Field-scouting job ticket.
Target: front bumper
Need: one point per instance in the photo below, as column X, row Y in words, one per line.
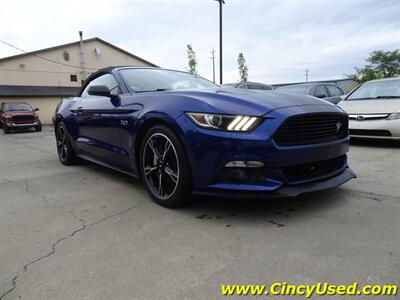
column 23, row 125
column 286, row 191
column 375, row 129
column 209, row 151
.....
● Your assignment:
With the pictures left out, write out all of the data exactly.

● Response for this exercise:
Field-scouting job ticket.
Target: front bumper
Need: one point per instance in the photo below, as column X, row Y in words, one per line.
column 23, row 125
column 286, row 191
column 375, row 129
column 209, row 151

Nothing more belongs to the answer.